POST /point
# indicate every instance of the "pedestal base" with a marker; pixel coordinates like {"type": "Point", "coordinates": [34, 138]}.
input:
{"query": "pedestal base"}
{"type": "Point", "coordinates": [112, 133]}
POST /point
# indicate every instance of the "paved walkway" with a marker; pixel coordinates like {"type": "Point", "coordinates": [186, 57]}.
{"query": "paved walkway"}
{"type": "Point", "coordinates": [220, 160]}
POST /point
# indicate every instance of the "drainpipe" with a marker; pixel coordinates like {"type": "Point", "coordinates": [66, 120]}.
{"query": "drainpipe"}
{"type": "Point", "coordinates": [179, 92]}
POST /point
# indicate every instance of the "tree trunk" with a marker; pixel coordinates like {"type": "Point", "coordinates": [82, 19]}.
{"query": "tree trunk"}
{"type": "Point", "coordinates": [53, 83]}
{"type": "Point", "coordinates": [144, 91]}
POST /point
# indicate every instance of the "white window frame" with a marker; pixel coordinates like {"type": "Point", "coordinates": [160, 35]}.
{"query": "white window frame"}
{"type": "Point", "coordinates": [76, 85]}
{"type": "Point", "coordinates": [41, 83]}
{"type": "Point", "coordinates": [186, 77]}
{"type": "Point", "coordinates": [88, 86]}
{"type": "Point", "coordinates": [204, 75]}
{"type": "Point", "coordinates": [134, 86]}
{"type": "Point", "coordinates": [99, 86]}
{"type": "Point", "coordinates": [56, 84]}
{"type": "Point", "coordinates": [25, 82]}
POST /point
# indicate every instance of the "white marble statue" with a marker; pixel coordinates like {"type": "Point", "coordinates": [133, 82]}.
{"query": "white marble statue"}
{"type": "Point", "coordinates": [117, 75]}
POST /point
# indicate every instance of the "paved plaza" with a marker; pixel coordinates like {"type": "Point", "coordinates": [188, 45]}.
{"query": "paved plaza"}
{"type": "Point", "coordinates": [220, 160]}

- [EXERCISE AIM] The lines in the entries above that carry the word "with" must be copied.

- [WORKED SOLUTION]
# indicate every instance of the "pedestal base" with a marker; pixel coordinates like {"type": "Point", "coordinates": [34, 138]}.
# indicate every instance of the "paved walkway" with a marker; pixel coordinates like {"type": "Point", "coordinates": [186, 57]}.
# indicate every instance of the "drainpipe" with a marker; pixel coordinates like {"type": "Point", "coordinates": [66, 120]}.
# indicate every instance of the "tree trunk" with a marker; pixel coordinates like {"type": "Point", "coordinates": [82, 19]}.
# indicate every instance of the "white window frame" with a marker; pixel coordinates like {"type": "Point", "coordinates": [160, 35]}.
# indicate every instance of the "white marble statue" with a marker; pixel coordinates like {"type": "Point", "coordinates": [133, 82]}.
# indicate every instance of the "paved plaza" with a marker; pixel coordinates like {"type": "Point", "coordinates": [188, 45]}.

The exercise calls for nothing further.